● Source data:
[Start of section]

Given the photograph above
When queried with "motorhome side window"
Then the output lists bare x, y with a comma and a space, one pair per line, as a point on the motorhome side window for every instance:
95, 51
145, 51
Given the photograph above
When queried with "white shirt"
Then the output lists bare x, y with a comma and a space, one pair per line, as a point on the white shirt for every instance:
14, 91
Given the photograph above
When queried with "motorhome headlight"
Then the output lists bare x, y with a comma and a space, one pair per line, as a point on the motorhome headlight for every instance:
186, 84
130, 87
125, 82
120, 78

[End of section]
[Start of section]

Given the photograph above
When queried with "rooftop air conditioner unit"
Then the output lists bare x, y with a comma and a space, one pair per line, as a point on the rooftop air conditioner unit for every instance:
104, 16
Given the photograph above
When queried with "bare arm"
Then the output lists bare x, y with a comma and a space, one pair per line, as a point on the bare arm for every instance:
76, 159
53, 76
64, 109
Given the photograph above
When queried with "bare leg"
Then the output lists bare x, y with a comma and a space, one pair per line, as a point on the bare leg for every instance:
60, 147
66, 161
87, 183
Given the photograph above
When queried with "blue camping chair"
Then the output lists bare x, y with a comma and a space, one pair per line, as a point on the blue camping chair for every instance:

[End of section]
[Start of section]

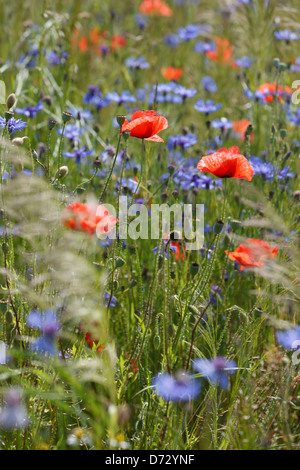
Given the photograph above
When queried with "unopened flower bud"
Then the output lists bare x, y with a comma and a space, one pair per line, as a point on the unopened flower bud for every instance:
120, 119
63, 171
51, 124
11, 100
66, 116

[End of section]

● Required action:
Among the lines of the preceding data, which ones hold the word "camping"? List them.

● Solution:
When queried with "blue camping chair"
Then the output lists bare x, y with a comma and a space, one pair per line, as a point on the blue camping chair for every instance:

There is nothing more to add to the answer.